[Saved entries]
════════════════════

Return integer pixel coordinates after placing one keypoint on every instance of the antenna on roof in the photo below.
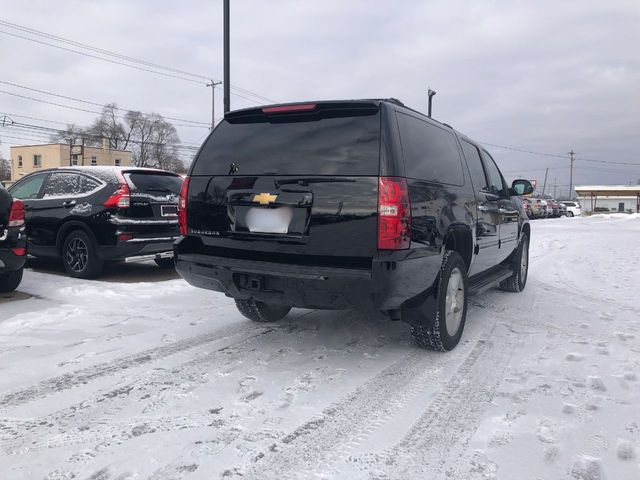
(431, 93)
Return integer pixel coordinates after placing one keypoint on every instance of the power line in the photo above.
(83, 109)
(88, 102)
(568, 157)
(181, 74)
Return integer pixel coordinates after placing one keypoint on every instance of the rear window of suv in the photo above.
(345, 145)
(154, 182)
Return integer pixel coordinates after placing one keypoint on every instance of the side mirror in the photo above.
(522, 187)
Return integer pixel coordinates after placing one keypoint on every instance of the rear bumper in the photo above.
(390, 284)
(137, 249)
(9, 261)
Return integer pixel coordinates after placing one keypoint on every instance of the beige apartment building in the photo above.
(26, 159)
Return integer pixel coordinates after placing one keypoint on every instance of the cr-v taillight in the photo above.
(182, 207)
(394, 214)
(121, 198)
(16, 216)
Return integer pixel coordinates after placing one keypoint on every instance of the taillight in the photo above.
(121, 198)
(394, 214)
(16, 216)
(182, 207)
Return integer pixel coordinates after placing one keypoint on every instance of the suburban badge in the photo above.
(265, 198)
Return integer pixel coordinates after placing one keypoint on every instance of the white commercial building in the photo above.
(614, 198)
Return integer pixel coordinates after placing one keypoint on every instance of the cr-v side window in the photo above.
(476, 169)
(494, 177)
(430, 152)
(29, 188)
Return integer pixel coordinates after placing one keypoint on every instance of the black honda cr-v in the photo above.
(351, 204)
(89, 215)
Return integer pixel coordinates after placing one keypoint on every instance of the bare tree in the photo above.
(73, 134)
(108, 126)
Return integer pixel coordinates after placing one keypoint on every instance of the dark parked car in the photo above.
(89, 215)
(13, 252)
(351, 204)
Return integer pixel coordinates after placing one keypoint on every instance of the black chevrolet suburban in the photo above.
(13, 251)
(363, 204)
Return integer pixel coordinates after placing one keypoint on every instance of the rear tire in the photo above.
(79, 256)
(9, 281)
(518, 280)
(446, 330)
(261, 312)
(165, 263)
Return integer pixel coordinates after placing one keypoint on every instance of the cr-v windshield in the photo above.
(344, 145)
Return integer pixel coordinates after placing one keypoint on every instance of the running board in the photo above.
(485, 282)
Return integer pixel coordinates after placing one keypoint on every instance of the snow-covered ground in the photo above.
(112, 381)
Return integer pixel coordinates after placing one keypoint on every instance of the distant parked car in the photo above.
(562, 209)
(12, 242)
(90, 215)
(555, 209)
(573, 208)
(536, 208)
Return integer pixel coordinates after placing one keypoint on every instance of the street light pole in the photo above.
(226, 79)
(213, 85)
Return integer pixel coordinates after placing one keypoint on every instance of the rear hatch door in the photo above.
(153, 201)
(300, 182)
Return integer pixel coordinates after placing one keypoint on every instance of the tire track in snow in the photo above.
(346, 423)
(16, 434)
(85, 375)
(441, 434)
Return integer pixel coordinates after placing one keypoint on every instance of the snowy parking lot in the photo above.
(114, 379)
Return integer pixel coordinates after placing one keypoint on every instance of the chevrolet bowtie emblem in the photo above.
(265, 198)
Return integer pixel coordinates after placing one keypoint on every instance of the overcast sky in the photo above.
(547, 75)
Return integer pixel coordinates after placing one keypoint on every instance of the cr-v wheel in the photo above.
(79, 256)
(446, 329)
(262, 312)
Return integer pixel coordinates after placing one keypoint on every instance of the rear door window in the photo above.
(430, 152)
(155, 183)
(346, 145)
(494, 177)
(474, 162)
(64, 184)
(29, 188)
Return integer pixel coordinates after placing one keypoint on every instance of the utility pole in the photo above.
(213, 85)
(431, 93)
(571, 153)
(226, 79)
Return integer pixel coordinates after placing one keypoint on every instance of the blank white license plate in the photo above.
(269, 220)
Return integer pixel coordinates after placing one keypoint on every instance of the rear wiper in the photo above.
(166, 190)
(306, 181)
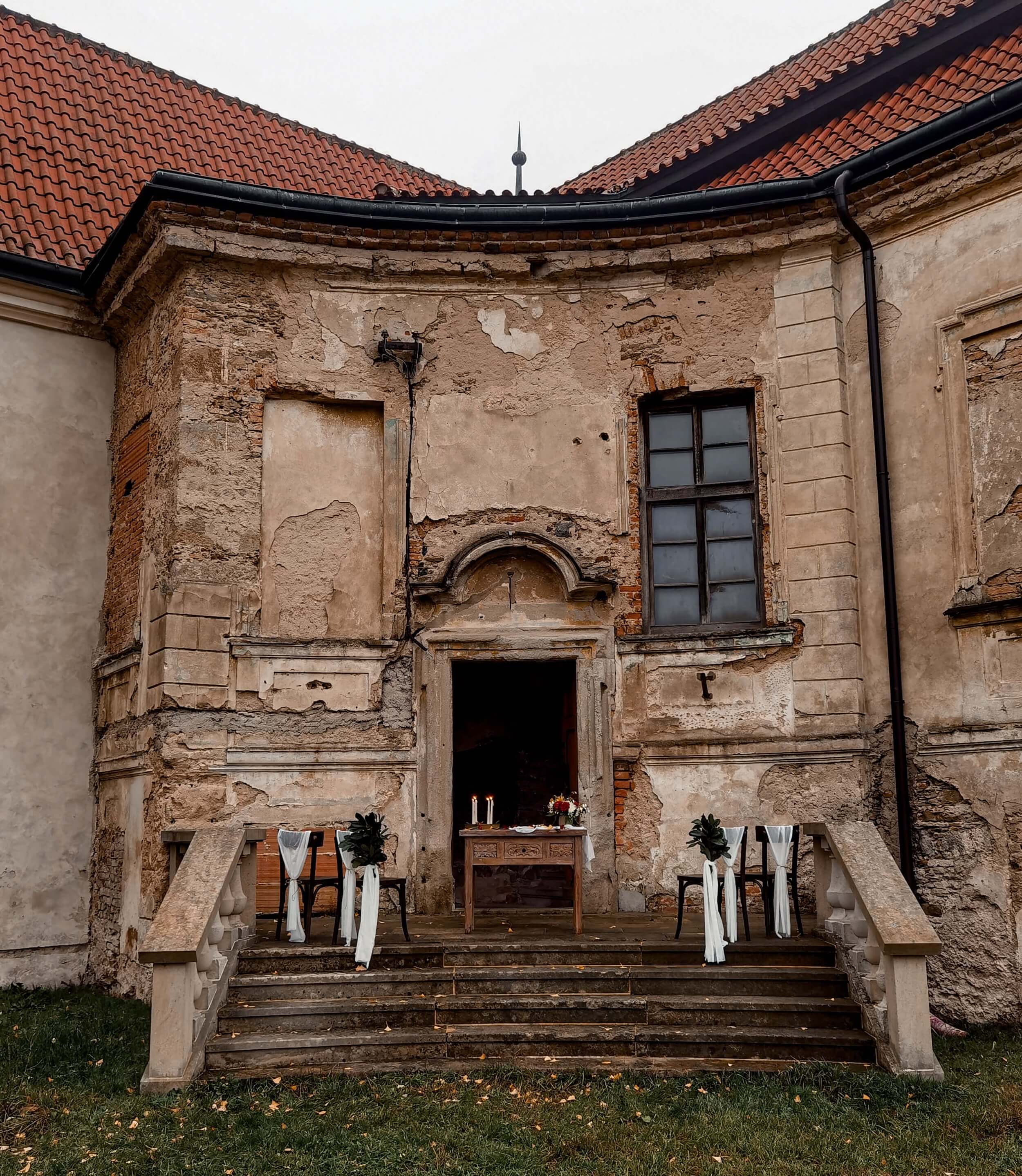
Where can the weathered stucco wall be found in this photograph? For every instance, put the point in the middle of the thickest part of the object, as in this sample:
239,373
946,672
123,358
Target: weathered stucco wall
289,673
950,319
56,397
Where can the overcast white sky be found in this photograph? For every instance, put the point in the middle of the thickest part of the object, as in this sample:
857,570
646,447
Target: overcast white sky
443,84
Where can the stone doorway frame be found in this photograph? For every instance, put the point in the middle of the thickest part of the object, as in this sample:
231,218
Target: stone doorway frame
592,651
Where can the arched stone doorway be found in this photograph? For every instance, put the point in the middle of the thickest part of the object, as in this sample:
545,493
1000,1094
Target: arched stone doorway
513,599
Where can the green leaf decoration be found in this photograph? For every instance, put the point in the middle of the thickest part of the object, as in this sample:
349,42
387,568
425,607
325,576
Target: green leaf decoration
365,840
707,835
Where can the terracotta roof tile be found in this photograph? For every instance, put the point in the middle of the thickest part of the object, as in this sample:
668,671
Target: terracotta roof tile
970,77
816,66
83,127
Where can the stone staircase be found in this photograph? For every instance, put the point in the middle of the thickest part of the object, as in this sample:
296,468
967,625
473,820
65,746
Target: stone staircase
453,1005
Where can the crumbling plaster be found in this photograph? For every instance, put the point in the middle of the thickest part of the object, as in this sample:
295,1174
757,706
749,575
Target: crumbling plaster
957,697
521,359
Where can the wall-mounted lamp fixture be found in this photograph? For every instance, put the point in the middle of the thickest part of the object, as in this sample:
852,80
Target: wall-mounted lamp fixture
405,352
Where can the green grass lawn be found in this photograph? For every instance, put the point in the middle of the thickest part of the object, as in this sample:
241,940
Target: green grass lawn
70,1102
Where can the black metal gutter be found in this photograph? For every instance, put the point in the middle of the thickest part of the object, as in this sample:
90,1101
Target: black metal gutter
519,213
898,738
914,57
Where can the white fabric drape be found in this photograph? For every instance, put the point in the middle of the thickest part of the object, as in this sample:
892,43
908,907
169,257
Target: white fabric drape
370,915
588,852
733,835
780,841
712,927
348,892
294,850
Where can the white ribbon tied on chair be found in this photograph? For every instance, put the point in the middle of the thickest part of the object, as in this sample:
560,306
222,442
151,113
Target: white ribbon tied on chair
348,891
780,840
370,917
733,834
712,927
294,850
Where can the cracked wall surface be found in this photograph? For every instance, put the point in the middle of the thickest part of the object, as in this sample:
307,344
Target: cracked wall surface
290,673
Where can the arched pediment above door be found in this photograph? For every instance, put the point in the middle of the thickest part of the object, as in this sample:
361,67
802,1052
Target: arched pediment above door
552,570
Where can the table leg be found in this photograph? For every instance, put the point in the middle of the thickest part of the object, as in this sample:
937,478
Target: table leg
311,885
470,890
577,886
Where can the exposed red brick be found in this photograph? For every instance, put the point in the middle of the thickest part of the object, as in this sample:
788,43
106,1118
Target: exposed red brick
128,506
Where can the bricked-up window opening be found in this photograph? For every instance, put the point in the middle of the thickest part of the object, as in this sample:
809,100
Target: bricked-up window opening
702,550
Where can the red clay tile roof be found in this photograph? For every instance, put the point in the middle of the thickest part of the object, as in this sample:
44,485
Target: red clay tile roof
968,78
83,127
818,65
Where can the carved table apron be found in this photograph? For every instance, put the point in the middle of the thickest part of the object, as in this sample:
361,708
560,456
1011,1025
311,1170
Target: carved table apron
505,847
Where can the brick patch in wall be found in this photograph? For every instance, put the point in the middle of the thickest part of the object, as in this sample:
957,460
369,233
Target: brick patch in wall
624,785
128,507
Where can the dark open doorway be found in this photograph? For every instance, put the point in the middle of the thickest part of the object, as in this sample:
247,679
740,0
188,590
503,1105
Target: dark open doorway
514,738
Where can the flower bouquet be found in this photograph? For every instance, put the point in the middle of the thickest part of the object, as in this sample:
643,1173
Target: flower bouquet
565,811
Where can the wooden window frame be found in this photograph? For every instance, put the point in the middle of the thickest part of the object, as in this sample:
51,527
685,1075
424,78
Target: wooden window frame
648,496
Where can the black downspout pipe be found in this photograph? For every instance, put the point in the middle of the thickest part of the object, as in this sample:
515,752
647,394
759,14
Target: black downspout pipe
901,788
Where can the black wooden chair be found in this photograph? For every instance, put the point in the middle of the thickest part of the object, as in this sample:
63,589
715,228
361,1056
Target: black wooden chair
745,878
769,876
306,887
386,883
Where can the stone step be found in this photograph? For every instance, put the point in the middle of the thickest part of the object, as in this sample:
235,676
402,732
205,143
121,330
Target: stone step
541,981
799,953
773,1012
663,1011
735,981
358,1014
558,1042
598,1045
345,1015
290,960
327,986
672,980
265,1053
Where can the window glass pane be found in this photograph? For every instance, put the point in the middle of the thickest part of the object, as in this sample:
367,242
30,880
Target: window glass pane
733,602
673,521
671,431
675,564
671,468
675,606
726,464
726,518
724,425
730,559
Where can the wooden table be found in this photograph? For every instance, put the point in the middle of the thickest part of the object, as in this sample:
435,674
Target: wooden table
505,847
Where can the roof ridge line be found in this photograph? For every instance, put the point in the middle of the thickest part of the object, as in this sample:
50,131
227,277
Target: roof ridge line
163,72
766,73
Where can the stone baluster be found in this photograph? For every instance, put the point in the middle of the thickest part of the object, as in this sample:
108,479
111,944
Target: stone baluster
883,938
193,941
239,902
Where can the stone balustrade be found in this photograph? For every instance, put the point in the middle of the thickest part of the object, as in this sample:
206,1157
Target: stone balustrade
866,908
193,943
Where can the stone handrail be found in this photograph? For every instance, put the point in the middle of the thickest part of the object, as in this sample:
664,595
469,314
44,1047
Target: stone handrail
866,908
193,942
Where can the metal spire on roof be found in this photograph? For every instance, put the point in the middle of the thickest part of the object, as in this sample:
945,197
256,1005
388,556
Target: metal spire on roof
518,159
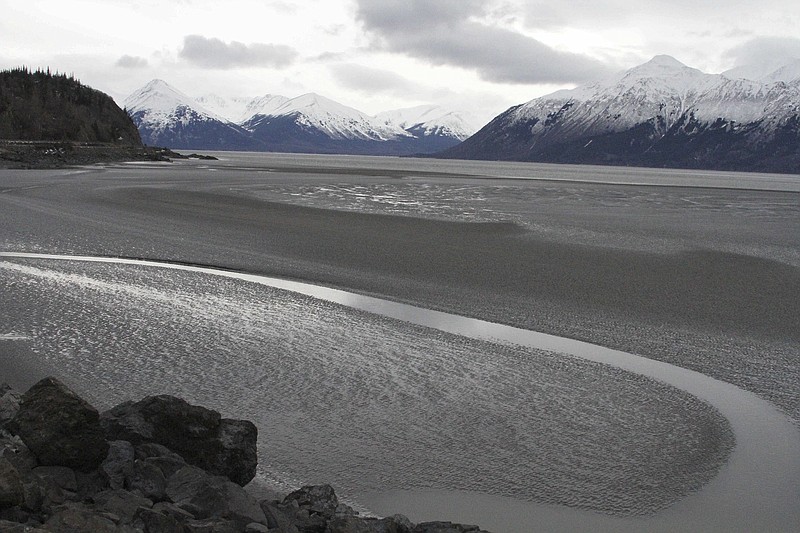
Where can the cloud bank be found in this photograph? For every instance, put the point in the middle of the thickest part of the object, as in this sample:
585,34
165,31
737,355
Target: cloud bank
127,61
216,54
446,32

════════════════════

> _What you have to do_: The required answer is every line from the one containing "Target: stone baluster" through the last line of the entries, restated word for word and with no pictures.

> _Result_:
Target: stone baluster
883,938
193,941
239,902
Where can the stone balustrade be found in this photograph? For every instance, put the point in the middle of the thickest part of the object, as in this sample:
206,1157
Target: stone balustrade
866,908
193,943
Where can the stone handrail be found in this photograph? For every instance, put the point in the middle of the thickest part of the object, as in this sample:
664,595
469,314
44,1047
Target: stone handrail
866,908
193,942
Where can the metal spire on roof be found in this photograph? For every instance, put the point in the middle of the thickest part of the object, as in this sample:
945,197
256,1005
388,556
Target: metal spire on roof
518,159
Where can the cloud bank be found in this photograph? For every instance, put the point in the middle of the thickest part of the object, as in this sample:
585,34
165,31
737,355
Target: cloud bank
127,61
216,54
446,32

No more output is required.